* Data to use

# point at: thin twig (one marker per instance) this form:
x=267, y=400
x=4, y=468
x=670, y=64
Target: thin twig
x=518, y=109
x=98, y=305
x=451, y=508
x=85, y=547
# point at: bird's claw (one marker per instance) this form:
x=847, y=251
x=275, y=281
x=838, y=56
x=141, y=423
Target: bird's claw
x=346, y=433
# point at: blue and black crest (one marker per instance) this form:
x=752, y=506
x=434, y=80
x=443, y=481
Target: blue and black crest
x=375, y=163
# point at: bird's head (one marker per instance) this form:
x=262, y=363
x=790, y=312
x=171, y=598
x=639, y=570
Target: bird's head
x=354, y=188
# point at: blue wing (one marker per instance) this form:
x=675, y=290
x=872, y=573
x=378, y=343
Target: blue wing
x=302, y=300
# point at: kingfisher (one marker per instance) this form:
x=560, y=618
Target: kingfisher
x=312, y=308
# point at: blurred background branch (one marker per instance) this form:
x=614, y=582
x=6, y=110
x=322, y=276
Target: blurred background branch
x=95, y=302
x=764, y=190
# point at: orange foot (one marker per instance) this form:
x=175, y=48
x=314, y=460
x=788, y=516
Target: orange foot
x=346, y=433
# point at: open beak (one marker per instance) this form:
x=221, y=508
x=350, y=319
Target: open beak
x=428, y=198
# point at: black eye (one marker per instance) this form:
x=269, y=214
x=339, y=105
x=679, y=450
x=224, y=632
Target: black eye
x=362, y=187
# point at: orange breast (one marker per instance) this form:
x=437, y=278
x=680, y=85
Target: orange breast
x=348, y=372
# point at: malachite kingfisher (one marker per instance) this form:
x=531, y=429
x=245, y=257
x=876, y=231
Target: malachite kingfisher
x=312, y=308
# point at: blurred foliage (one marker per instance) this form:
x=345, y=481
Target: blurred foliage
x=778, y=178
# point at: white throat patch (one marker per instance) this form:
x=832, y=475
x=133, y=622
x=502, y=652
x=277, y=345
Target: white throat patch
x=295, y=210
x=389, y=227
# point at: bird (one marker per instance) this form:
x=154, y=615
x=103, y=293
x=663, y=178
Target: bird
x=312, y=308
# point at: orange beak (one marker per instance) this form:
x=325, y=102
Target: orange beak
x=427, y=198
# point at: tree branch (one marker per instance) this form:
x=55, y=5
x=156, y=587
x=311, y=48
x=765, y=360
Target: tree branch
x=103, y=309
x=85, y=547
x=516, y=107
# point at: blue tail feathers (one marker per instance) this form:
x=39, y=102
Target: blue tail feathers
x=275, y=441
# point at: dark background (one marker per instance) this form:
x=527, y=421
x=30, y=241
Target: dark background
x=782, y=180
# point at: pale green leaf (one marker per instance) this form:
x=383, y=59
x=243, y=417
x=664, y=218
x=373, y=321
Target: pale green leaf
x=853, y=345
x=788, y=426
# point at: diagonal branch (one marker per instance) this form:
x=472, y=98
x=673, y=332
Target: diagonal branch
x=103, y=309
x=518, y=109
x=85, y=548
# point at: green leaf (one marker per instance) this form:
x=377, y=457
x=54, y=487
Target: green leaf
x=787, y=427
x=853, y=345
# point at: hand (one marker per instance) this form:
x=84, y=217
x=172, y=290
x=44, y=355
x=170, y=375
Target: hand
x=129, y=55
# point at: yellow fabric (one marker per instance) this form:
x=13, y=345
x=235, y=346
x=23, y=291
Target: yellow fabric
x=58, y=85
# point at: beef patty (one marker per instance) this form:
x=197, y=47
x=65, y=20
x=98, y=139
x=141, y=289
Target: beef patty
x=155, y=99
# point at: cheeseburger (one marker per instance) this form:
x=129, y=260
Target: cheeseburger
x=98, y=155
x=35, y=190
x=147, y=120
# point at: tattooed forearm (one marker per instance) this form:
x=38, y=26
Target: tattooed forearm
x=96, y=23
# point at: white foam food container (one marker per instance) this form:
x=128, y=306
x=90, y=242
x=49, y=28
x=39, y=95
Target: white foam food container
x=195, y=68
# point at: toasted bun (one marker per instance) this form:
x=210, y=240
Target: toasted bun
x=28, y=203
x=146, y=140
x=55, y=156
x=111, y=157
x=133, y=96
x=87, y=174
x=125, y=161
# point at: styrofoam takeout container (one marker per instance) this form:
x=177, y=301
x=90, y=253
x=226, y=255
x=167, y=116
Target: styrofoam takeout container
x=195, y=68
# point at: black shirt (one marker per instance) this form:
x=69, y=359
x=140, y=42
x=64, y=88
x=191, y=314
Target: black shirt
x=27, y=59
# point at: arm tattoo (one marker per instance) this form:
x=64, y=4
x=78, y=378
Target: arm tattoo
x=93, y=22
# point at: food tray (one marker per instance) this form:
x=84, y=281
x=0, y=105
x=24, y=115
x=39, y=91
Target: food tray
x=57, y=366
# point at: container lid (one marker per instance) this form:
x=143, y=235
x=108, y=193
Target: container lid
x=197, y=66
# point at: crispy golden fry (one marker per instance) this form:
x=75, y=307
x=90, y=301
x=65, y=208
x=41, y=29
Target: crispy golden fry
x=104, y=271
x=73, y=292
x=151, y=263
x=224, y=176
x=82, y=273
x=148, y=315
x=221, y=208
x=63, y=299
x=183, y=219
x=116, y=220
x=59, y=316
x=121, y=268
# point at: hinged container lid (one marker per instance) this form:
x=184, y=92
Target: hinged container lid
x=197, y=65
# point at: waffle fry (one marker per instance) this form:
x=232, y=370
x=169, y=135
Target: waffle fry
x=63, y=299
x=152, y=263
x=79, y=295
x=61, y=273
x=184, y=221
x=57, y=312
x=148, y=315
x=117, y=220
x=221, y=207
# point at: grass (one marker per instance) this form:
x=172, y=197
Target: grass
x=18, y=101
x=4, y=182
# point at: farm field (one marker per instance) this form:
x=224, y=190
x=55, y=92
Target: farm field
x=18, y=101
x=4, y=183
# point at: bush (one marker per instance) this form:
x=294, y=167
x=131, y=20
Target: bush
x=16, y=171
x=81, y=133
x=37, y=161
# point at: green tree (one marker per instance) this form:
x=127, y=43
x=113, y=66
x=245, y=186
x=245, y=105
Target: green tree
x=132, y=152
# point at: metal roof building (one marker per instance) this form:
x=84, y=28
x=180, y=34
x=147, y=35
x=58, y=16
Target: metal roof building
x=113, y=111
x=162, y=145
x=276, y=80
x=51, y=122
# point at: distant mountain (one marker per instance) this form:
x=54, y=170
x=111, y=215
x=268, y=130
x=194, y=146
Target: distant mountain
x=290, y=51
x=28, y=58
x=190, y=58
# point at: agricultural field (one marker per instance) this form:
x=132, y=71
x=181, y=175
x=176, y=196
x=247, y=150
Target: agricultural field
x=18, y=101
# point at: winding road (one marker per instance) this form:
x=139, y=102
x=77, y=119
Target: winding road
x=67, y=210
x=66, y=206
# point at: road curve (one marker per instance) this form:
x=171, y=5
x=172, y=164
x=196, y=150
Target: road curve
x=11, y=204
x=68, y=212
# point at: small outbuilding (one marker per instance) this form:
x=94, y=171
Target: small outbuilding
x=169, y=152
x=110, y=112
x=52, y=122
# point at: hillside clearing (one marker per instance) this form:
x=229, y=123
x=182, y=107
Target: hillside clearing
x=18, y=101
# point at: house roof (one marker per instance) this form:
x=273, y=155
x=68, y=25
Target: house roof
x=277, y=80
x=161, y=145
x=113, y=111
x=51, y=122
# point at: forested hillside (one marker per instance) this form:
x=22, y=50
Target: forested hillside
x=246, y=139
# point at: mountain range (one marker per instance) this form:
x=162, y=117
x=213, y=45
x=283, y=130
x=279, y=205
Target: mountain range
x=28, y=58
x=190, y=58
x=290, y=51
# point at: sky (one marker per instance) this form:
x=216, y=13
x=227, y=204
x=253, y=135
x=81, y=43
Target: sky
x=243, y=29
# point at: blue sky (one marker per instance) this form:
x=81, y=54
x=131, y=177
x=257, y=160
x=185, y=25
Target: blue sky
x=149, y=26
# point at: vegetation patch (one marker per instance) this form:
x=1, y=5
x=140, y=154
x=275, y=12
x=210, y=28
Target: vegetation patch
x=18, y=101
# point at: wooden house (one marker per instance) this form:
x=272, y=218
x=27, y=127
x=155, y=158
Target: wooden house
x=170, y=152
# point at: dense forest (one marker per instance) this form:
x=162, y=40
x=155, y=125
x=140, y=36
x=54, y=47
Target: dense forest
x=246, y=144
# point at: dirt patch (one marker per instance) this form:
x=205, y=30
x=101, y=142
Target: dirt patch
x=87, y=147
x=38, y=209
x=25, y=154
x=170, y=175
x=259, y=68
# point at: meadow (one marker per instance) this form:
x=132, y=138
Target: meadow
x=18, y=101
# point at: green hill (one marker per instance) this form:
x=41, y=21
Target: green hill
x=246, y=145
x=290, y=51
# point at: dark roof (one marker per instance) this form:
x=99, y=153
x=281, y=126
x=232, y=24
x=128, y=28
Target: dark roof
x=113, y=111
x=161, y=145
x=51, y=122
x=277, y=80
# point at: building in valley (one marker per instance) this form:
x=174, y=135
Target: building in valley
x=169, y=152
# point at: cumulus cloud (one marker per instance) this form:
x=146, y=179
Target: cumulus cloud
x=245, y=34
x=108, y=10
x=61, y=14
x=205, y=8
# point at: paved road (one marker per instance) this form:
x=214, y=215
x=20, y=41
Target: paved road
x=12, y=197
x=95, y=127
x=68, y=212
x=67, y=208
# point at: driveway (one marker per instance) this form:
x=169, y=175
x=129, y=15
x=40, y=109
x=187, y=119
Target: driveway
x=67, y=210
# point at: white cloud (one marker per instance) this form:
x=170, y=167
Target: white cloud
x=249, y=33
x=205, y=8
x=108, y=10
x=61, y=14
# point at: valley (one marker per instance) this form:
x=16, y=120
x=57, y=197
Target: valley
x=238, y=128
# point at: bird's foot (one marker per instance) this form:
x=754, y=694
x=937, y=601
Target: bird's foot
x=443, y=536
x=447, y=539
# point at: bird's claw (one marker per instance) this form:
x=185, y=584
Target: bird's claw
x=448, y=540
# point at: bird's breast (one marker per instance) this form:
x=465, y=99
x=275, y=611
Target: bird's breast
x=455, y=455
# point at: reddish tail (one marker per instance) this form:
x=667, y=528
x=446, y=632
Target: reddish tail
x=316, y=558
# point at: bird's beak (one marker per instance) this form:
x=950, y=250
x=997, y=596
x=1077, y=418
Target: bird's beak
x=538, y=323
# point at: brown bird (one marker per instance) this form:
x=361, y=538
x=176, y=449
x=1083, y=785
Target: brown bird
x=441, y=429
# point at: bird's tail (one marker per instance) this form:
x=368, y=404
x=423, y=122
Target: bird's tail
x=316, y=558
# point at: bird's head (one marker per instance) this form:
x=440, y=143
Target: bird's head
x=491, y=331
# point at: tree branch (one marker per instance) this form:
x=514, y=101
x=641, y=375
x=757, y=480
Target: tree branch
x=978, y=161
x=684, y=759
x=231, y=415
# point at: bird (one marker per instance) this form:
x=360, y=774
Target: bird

* Exercise directions
Reproduce the entries above without alteration, beginning with their first line and continuing through the line that contains "x=778, y=178", including both of those lines.

* Answer to the problem
# point at: thin twig (one marker per instance) this form:
x=267, y=400
x=4, y=468
x=670, y=64
Target: thin twig
x=518, y=109
x=98, y=305
x=451, y=508
x=85, y=547
# point at: bird's claw (one marker per instance) this form:
x=847, y=251
x=275, y=281
x=838, y=56
x=141, y=423
Target: bird's claw
x=346, y=433
# point at: blue and black crest (one marker per instance) this form:
x=752, y=506
x=434, y=80
x=443, y=481
Target: blue and black crest
x=375, y=163
# point at: bird's head (one marker per instance) this form:
x=262, y=363
x=790, y=312
x=171, y=598
x=639, y=570
Target: bird's head
x=354, y=188
# point at: blue wing (one marker per instance) this form:
x=675, y=290
x=872, y=573
x=378, y=343
Target: blue wing
x=302, y=300
# point at: kingfisher (one marker per instance) this form:
x=560, y=618
Target: kingfisher
x=312, y=308
# point at: blurred background branch (one marker per instance) this form:
x=614, y=582
x=6, y=110
x=322, y=276
Target: blurred background branch
x=95, y=302
x=764, y=190
# point at: orange foot (one marker per instance) this form:
x=175, y=48
x=314, y=460
x=788, y=516
Target: orange foot
x=346, y=433
# point at: open beak (one marker per instance) this form:
x=221, y=508
x=350, y=319
Target: open beak
x=428, y=198
# point at: black eye (one marker per instance) this form:
x=269, y=214
x=339, y=105
x=679, y=450
x=224, y=632
Target: black eye
x=362, y=187
# point at: orange breast (one marker per instance) this form:
x=437, y=278
x=680, y=85
Target: orange breast
x=348, y=372
# point at: malachite kingfisher (one marker per instance) this form:
x=531, y=429
x=245, y=257
x=876, y=231
Target: malachite kingfisher
x=312, y=308
# point at: blurred foliage (one marker per instance) this form:
x=345, y=481
Target: blurred foliage
x=778, y=178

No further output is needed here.